Work to do: Render each line of the material below as a row in a Markdown table, leaving out blank lines. Use the column headings "No." for the row number and "Line" for the line.

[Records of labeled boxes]

>> BEGIN

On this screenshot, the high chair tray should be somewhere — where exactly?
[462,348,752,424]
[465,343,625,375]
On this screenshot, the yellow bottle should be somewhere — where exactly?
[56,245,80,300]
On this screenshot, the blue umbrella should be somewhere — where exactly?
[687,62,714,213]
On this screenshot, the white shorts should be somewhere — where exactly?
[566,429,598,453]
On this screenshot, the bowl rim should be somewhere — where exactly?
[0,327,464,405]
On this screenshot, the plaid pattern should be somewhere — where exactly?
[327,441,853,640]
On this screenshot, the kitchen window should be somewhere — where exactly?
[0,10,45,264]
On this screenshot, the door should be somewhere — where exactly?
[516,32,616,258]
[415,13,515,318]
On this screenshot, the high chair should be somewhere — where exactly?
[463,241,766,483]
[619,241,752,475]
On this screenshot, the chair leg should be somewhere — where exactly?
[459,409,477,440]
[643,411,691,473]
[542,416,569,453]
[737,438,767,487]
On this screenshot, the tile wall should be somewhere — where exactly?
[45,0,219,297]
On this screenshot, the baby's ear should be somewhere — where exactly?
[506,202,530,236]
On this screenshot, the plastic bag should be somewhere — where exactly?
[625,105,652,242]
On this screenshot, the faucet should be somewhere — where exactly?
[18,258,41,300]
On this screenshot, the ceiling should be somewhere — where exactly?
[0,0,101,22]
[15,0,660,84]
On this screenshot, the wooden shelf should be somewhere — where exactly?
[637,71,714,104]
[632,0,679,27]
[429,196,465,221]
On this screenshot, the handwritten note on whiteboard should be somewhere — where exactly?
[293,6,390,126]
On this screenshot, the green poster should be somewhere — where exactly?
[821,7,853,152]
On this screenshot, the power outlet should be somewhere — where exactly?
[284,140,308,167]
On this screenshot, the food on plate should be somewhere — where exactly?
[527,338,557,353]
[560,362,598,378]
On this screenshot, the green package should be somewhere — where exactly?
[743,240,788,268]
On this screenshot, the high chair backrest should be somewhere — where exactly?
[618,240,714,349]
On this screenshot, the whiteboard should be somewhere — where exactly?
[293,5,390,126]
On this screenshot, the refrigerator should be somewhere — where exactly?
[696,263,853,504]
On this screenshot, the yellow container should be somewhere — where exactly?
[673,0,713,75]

>> END

Reply to the exercise:
| No. | Line |
|---|---|
| 1 | On this screenshot, the high chair tray should be somewhere — where exactly? |
| 2 | [462,348,752,424] |
| 3 | [465,343,625,375] |
| 4 | On this screenshot, the yellow bottle should be somewhere — where exactly? |
| 5 | [56,245,80,300] |
| 6 | On this screenshot, the blue umbrella should be somewhere — where exactly? |
| 7 | [687,62,714,213] |
| 8 | On this screenshot, the white shorts should be somewhere — where exactly? |
| 9 | [566,429,598,453] |
| 10 | On this screenshot, the bowl rim should be somewhere — where exactly? |
| 11 | [0,327,464,405] |
| 12 | On this screenshot, the plaid pattern should be somewhere — where exactly? |
| 13 | [327,441,853,640] |
| 14 | On this screenshot, the kitchen window should be somewhere — where exactly? |
| 15 | [0,10,45,264] |
| 16 | On this screenshot, the door should be somewhere — where exactly? |
| 17 | [516,32,616,258] |
| 18 | [415,13,515,318] |
| 19 | On this screenshot, the high chair should be somewhere — where exactly? |
| 20 | [463,241,766,483] |
| 21 | [619,241,752,475] |
| 22 | On this screenshot, the chair leg should be somewhere — where exactly? |
| 23 | [459,409,477,440] |
| 24 | [643,411,691,473] |
| 25 | [542,416,569,453] |
| 26 | [737,438,767,487] |
| 27 | On this screenshot, the tile wall should be somewhere — where exactly? |
| 28 | [45,0,219,297] |
| 29 | On this screenshot, the baby's ear should be somewhere — where exactly? |
| 30 | [506,202,530,236] |
| 31 | On this screenshot, the plastic bag should be somewhere — where exactly? |
| 32 | [625,105,652,242] |
| 33 | On this screenshot, the faucet should be somewhere — where exactly? |
| 34 | [18,258,41,300] |
| 35 | On this screenshot, the ceiling should be somewhere — where exactly? |
| 36 | [0,0,101,22] |
| 37 | [15,0,660,84] |
| 38 | On this screenshot, the wooden shelf should be somewhere — where exactly? |
| 39 | [637,71,714,104] |
| 40 | [632,0,679,27] |
| 41 | [429,196,465,221] |
| 42 | On this screenshot, the handwritten note on whiteboard should be somewhere — where exactly? |
| 43 | [293,6,390,126] |
| 44 | On this screenshot, the green poster should be somewhere — where exactly? |
| 45 | [821,7,853,152] |
| 46 | On this screenshot, the power outlet should be somewhere — where exactly? |
| 47 | [284,140,308,167] |
| 48 | On this screenshot, the food on plate should be somewhere — where exactly? |
| 49 | [527,338,557,353] |
| 50 | [560,362,598,378] |
| 51 | On this screenshot, the green package should be somewhere — where exactly? |
| 52 | [743,240,788,268] |
| 53 | On this screenshot, the high chair backrest should be somewhere — where exactly? |
| 54 | [618,240,714,349] |
| 55 | On this screenshot, the whiteboard should be somewhere — where exactly? |
| 56 | [293,5,390,126] |
| 57 | On this screenshot, the refrigerator should be somewhere — where exactly? |
| 58 | [696,263,853,504] |
| 59 | On this screenshot, the yellow container should be somewhere — where exactly? |
| 60 | [673,0,713,75] |